[Opening PROVIDED INFORMATION section]
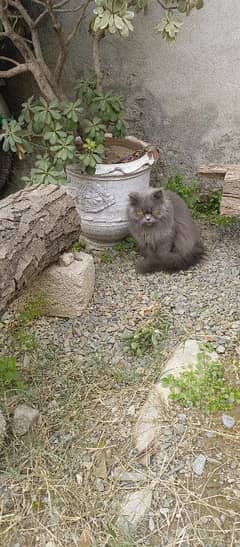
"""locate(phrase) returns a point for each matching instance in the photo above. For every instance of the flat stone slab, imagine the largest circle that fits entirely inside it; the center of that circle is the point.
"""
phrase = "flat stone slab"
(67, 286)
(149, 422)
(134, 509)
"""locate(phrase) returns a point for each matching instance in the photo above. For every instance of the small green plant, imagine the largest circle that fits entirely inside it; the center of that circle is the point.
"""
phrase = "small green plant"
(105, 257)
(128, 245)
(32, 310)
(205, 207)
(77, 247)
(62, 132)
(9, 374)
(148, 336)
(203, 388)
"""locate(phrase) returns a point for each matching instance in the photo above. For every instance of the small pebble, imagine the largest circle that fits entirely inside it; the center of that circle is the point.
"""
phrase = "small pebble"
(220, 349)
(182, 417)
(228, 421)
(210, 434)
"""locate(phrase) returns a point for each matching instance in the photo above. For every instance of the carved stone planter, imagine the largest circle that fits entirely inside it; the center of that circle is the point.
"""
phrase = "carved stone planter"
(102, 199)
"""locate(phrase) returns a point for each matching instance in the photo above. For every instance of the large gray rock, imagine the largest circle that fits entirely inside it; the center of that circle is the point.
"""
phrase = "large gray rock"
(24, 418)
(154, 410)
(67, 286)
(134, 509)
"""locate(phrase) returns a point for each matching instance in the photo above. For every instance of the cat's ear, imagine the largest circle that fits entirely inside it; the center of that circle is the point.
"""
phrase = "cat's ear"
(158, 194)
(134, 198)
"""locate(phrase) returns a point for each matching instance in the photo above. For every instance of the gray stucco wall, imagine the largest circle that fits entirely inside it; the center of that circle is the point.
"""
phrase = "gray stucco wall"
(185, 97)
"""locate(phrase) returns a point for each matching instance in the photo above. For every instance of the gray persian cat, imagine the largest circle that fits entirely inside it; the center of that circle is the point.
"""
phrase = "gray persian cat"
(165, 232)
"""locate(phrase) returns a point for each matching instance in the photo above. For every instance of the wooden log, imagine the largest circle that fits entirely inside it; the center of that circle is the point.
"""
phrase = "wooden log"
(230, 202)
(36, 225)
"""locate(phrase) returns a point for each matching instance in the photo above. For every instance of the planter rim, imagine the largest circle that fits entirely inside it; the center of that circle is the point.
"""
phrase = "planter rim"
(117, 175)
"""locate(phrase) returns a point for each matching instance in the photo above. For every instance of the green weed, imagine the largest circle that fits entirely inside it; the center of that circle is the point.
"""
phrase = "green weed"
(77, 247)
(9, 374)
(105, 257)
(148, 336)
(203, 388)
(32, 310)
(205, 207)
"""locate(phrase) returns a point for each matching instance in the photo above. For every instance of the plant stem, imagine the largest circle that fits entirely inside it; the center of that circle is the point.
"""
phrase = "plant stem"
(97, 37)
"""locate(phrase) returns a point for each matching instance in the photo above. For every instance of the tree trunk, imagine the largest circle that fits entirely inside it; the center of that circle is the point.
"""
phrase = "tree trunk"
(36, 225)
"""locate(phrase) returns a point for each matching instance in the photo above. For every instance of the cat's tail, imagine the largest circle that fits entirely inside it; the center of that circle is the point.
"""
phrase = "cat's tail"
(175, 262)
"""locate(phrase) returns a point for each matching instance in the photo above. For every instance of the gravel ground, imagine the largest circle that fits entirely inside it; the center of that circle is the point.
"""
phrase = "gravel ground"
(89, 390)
[Closing PROVIDED INFORMATION section]
## WORK INSTRUCTION
An exact copy of all the entries is required, and it must contain no pictures.

## SOLVED PROBLEM
"""locate(phrase) returns a point for each matching instance in the photo above. For every instance of the flat stone slab, imagine the largest circle that fits entirely inside it; the center of that circle is the point.
"""
phrase = "flat stone slab"
(67, 286)
(149, 422)
(134, 509)
"""locate(phrase) returns a point for each matching instance in the photo above. For every instance of the small green plant, imagine the largest circle that fits entirely inside it; the center of that circle is the point.
"""
phrase = "small green plant"
(105, 257)
(128, 245)
(32, 310)
(205, 207)
(77, 247)
(62, 132)
(9, 374)
(148, 336)
(203, 388)
"""locate(phrase) returns a point for each matching instance in the photo above. For every instance of the small pebble, imagine the largest circle that fits entirely inside it; the center of that circle is the point.
"""
phrase = "small pebble"
(220, 349)
(182, 417)
(228, 421)
(210, 434)
"""locate(phrase) returns a point for each matching instance in the photo above. For every instance of the carved stone planter, imagine the largest circle that fits entirely inside it; the center of that circle is the point.
"""
phrase = "carved stone planter"
(102, 199)
"""locate(phrase) returns a point for each matching instance in the photo above. For every instance of the large gray rock, imagine the largest circle that fits entirely inside it; the center of that circle is the point.
"""
phrase = "large gray rock"
(24, 418)
(154, 410)
(67, 286)
(134, 509)
"""locate(phrase) returns a point for each matching instance in the photo above. For every instance of the cat's ear, imagine the largest circle that fits entirely inside it; the center of that circle is the point.
"""
phrase = "cat's ear"
(158, 194)
(134, 198)
"""locate(phrase) returns a point for each matching instance in the photo above. For every instance of the gray stucco wall, imagine the largest circle that fits entirely inside it; the center of that circle is the point.
"""
phrase = "gray stucco wall"
(185, 97)
"""locate(phrase) returns a point for each matching instance in the photo above. For every instance of the gray persian cat, imagine the largest circle that fits entirely inside it; the center of that circle is the point.
"""
phrase = "gray persian cat"
(165, 232)
"""locate(phrase) returns a point for each matching instance in the photo above. For every instance of the wooden log, imagine the largest circle that fits entirely inside it; the center of that circle is the point.
"""
phrase = "wooden log"
(230, 202)
(36, 225)
"""locate(phrase) returns a point for each matching instance in the photo above. For every instance of the planter rim, imagine the largest circle that fits entirely inside it; the center of that circle is the point.
"""
phrase = "planter rim"
(117, 175)
"""locate(phrase) returns a point for each matching instance in the photo above. For every instance of the green weed, imagine the largest circle that fits entirely inside it; the center of that circle is the point.
"""
phrase = "green weed"
(77, 247)
(9, 374)
(105, 257)
(148, 336)
(203, 388)
(32, 310)
(205, 207)
"""locate(phrase) returns a point for each matching instance in the photo above. For every instance of the plant stem, imagine the largest circle that fits entirely inside it; the center of that circle is the point.
"""
phrase = "plant stem"
(97, 37)
"""locate(phrase) returns a point for each matching instance in the photo above. For every instance of the tree trunk, imagine the largest circle that fits entirely inside it; the center of that circle is the point.
"""
phrase = "tree trunk"
(36, 225)
"""locate(phrase) returns a point for each matching instance in the photo above. For every instance of the cat's tail, imagine the largest circle that fits entirely inside it; the center of that circle is the point.
"""
phrase = "cat's tail"
(175, 262)
"""locate(phrase) returns a point for each matching instance in the photo above. For every instance of the gravel ground, imagine the largest circle that fits entirely inside it; the center of that circle is the point.
"""
phrase = "gravel ground"
(89, 390)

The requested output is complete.